| WHAT YOU WILL DO |
Echo each line of the records below word for word, keeping every line in its original order. Leave out the pictures.
◆ ◆ ◆ ◆ ◆ ◆ ◆
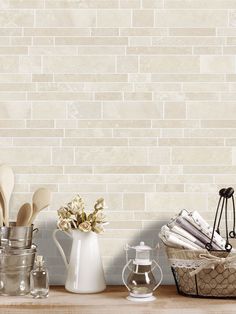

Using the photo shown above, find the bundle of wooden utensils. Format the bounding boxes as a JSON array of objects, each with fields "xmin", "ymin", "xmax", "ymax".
[
  {"xmin": 0, "ymin": 165, "xmax": 51, "ymax": 227},
  {"xmin": 0, "ymin": 165, "xmax": 51, "ymax": 295}
]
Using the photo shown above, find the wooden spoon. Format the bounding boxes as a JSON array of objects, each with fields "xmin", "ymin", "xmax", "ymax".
[
  {"xmin": 0, "ymin": 193, "xmax": 4, "ymax": 227},
  {"xmin": 28, "ymin": 188, "xmax": 51, "ymax": 225},
  {"xmin": 16, "ymin": 203, "xmax": 32, "ymax": 226},
  {"xmin": 0, "ymin": 165, "xmax": 14, "ymax": 227}
]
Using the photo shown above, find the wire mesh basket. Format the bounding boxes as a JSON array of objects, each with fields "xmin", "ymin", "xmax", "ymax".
[{"xmin": 166, "ymin": 246, "xmax": 236, "ymax": 298}]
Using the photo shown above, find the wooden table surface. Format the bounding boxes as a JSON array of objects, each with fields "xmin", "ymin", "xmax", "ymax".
[{"xmin": 0, "ymin": 286, "xmax": 236, "ymax": 314}]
◆ ◆ ◆ ◆ ◆ ◆ ◆
| REPLY |
Using the photo shown above, find the bundle of wooden utensils. Format the bounding boxes as a JSON array of objects, each with fields "xmin", "ymin", "xmax", "ymax".
[
  {"xmin": 0, "ymin": 165, "xmax": 51, "ymax": 227},
  {"xmin": 0, "ymin": 165, "xmax": 51, "ymax": 295}
]
Using the photo shown above, find the wooden spoon. Format the bounding boxes as a JSON array of objects, each with fields "xmin", "ymin", "xmax", "ymax".
[
  {"xmin": 0, "ymin": 193, "xmax": 4, "ymax": 227},
  {"xmin": 28, "ymin": 188, "xmax": 51, "ymax": 225},
  {"xmin": 16, "ymin": 203, "xmax": 32, "ymax": 226},
  {"xmin": 0, "ymin": 165, "xmax": 14, "ymax": 227}
]
Using the photo shown above, find the wire mesh basket. Format the bounding boxes as a JSON array of objects, each with fields "xmin", "ymin", "xmax", "ymax".
[{"xmin": 166, "ymin": 246, "xmax": 236, "ymax": 298}]
Using the photo shown above, find the wooden table surface. Format the bounding boxes as a JSON array of objects, each with fields "xmin", "ymin", "xmax", "ymax".
[{"xmin": 0, "ymin": 286, "xmax": 236, "ymax": 314}]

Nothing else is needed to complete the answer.